WHAT YOU SHOULD DO = Produce an exact copy of the lines below, starting at the first and ending with the line containing "on the water".

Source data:
BEGIN

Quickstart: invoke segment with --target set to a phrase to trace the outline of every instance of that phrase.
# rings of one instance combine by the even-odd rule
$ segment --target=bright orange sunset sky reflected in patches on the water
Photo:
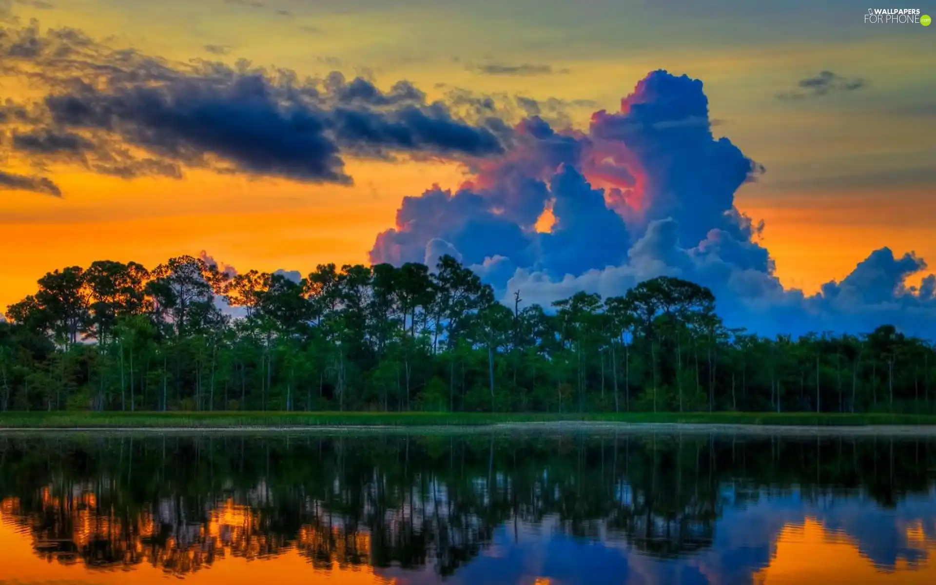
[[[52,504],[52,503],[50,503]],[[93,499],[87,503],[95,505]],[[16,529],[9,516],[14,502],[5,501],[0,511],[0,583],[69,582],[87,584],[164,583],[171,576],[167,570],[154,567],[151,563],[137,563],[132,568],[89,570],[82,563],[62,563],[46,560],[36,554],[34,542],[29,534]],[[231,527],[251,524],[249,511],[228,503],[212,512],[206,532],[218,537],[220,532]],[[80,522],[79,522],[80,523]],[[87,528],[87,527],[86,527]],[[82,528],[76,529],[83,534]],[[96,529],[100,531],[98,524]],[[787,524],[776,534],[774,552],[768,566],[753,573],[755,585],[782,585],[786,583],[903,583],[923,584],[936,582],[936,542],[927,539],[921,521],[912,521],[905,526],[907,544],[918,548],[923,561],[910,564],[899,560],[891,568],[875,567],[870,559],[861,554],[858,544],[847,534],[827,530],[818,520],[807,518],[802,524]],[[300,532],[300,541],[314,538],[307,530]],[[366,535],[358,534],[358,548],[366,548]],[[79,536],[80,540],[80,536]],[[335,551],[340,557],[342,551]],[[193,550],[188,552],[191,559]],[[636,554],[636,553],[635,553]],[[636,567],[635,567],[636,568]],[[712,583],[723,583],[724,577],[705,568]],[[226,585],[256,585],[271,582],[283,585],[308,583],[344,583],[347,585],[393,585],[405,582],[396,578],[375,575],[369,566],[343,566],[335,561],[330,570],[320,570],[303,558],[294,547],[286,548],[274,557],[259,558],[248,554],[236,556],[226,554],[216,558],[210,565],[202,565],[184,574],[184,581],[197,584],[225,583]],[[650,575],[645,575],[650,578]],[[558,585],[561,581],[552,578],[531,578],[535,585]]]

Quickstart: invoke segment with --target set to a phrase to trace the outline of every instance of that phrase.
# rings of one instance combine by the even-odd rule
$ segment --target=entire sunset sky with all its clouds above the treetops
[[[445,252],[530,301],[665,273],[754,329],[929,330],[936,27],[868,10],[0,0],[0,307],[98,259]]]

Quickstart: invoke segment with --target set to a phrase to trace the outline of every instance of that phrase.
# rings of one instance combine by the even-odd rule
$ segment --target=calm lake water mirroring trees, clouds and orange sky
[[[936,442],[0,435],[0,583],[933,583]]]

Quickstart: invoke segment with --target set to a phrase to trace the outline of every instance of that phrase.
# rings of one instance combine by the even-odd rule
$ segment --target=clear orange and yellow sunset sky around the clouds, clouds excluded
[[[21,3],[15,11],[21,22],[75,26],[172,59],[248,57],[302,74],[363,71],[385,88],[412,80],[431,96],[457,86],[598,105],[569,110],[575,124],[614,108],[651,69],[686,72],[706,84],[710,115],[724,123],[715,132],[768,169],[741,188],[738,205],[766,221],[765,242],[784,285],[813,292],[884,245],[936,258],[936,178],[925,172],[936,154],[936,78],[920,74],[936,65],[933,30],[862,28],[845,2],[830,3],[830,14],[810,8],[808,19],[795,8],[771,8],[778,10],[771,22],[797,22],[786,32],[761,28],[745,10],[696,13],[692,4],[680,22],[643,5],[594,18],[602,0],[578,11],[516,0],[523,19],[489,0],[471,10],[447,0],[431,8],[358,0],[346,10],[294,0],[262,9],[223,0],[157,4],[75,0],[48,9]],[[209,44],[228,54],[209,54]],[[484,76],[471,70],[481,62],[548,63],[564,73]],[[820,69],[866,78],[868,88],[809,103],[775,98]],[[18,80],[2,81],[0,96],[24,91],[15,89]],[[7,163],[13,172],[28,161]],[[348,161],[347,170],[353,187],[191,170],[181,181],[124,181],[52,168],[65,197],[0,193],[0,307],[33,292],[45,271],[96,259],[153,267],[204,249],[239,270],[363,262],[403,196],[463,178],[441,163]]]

END

SOLUTION TO THIS TASK =
Quickstart: invoke segment with --target set to a phrase to trace the outline of every instance of that phrase.
# rings of one instance combine by the even-odd rule
$ segment --target=bright orange sunset sky reflected in patches on the water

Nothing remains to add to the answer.